→ TEXTE DE LA PAGE:
= = =
Bion conçoit l’activité onirique (dreaming) comme un travail psychique inconscient de transformation de l’expérience sensorielle et émotionnelle. Ce processus est continuellement à l’œuvre, que nous soyons éveillées ou endormis, « un peu comme les étoiles qui ne cessent d’émettre leur lumière même si l’éblouissement du soleil les rend invisibles »1. De là, Bion fait du rêve le synonyme de pensée inconsciente, et développe l’idée que les rêves contiennent des fragments d’éléments impensés et impensables que la personne ne peut rêver.
L’expérience analytique créée un espace onirique potentiel qui permet au patient d’acquérir la capacité de « rêver d’expériences émotionnelles demeurées jusque-là inrêvables »1, ses rêves inrêvés ou interrompus. En partant de sensations, d’affects, de pensées et d’images, les rêveries du patient et de l’analyste prennent corps dans des récits qui sont le fruit de la rencontre entre deux subjectivités engagées dans une activité de conarration. Aussi personnelles que nos rêveries paraissent, il est trompeur de les considérer comme nos créations personnelles, car elles sont créées conjointement par l’analyste et le patient ; elles sont « le produit d’une dialectique engendrée par/entre les subjectivités séparées de l’analyste et de l’analysant au sein de la situation analytique »2. Ces coconstructions intersubjectives inconscientes3 se composent de formes symboliques et proto-symboliques données à l’expérience non articulée de l’analyste ; ce sont toutes ces pensées, ces émotions, ces perceptions fugaces, ces images qui nous viennent à l’esprit, et qui sont autant de témoins « de ce qui est à un niveau inconscient dans la relation analytique »4. Ce peut-être aussi nos propres défenses, nos ruminations, nos distractions, ces moments où nous nous échappons quelques instants dans nos pensées. Bien que nous ayons l’impression de ne plus être à l’écoute des communications du patient, tout ce que nous vivons dans l’expérience analytique de l’enchevêtrement des rêveries de la dyade analytique peut être mis au service de la compréhension de ce que le patient éprouve de façon consciente et inconsciente. C’est pourquoi nous ne devrions jamais écarter aucune rêverie sous prétexte qu’elle est de notre cru ou qu’elle ne serait que le « reflet de nos propres conflits non résolus, de notre désarroi concernant des événements de notre vie (quelque réalité et importance ces événements puissent avoir), de notre état de fatigue, de notre tendance à être absorbés par nous-mêmes »5.
= = =
→ DONNÉES FOURNIES:
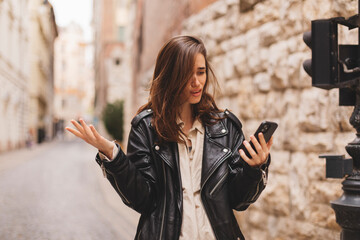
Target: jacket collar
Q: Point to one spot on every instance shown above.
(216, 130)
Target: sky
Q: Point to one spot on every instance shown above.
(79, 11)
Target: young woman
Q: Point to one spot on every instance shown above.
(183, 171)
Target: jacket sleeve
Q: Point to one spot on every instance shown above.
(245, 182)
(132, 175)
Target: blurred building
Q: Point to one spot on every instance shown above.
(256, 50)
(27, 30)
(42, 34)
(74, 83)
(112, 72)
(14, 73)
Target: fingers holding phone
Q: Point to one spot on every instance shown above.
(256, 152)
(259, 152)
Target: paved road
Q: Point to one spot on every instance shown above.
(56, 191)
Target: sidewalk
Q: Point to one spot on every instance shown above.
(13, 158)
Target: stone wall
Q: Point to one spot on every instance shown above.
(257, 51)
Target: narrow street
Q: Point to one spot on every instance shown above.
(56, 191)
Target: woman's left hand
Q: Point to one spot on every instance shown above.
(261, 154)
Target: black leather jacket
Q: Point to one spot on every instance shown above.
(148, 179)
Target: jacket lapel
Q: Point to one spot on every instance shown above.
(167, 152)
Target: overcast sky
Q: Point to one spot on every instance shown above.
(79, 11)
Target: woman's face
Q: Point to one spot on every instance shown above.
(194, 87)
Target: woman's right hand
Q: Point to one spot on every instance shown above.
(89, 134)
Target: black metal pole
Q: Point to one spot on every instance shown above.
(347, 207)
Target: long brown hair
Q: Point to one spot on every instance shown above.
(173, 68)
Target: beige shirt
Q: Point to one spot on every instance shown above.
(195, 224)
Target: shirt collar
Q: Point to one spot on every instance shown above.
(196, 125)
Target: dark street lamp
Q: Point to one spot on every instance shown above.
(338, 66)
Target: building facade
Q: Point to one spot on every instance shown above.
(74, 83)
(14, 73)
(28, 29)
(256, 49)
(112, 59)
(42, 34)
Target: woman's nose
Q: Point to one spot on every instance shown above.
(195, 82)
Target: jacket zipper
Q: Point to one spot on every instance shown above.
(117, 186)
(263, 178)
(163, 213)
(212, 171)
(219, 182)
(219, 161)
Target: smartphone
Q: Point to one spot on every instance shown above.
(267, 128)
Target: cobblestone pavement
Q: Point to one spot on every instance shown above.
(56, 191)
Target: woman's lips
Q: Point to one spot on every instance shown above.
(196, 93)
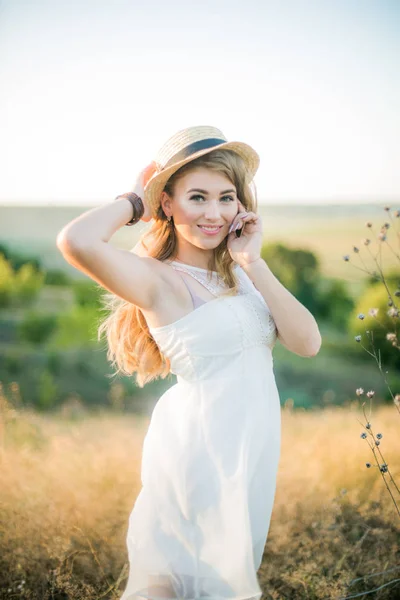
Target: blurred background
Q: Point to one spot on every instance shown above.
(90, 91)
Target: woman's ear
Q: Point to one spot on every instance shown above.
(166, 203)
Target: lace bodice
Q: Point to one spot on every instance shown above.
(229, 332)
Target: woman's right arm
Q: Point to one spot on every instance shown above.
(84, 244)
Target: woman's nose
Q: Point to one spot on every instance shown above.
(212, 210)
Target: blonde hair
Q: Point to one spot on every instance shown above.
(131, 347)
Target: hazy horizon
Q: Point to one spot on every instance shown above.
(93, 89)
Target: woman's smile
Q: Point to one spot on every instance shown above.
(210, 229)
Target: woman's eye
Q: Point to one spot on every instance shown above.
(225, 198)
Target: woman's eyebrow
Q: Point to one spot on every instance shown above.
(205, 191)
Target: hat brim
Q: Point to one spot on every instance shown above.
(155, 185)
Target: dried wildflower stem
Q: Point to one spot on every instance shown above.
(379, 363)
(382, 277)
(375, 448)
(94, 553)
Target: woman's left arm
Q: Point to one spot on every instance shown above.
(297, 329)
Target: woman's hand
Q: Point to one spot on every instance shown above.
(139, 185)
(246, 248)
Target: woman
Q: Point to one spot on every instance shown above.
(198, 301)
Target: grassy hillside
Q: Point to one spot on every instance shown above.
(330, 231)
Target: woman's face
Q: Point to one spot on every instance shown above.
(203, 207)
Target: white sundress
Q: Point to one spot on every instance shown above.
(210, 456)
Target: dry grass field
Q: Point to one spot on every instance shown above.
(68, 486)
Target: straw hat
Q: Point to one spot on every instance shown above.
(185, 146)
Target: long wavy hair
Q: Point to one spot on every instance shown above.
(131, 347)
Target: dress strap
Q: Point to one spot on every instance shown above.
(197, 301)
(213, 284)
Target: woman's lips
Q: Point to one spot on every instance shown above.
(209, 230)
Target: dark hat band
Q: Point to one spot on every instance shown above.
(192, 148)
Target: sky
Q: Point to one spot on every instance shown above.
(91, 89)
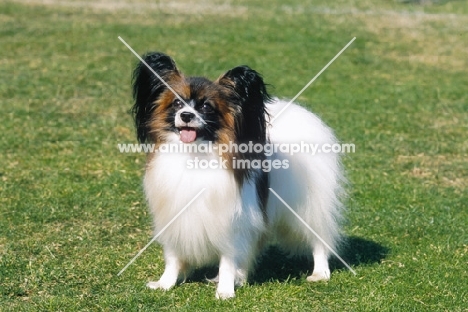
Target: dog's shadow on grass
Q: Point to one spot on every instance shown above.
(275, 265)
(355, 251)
= = =
→ PROBLÈMES À RÉSOUDRE:
1. Indiquez si chacun des énoncés suivants concorde avec le texte sur l’activité onirique, en répondant par oui ou par non et en citant textuellement les mots qui tranchent : (a) le processus de transformation décrit n’opère que pendant le sommeil ; (b) les rêveries sont produites conjointement par l’analyste et le patient ; (c) il convient d’écarter une rêverie lorsqu’elle ne reflète que les conflits non résolus de l’analyste.
2. Recopiez fidèlement le passage du texte sur l’activité onirique qui va de « Bion conçoit l’activité » à « ne peut rêver. ».

→ RÉPONSES FOURNIES:
1.
(a) Non : « Ce processus est continuellement à l’œuvre ».
(b) Oui : « elles sont créées conjointement par l’analyste et le patient ».
(c) Non : « nous ne devrions jamais écarter aucune rêverie ».

2.
Bion conçoit l’activité onirique (dreaming) comme un travail psychique inconscient de transformation de l’expérience sensorielle et émotionnelle. Ce processus est continuellement à l’œuvre, que nous soyons éveillées ou endormis, « un peu comme les étoiles qui ne cessent d’émettre leur lumière même si l’éblouissement du soleil les rend invisibles »1. De là, Bion fait du rêve le synonyme de pensée inconsciente, et développe l’idée que les rêves contiennent des fragments d’éléments impensés et impensables que la personne ne peut rêver.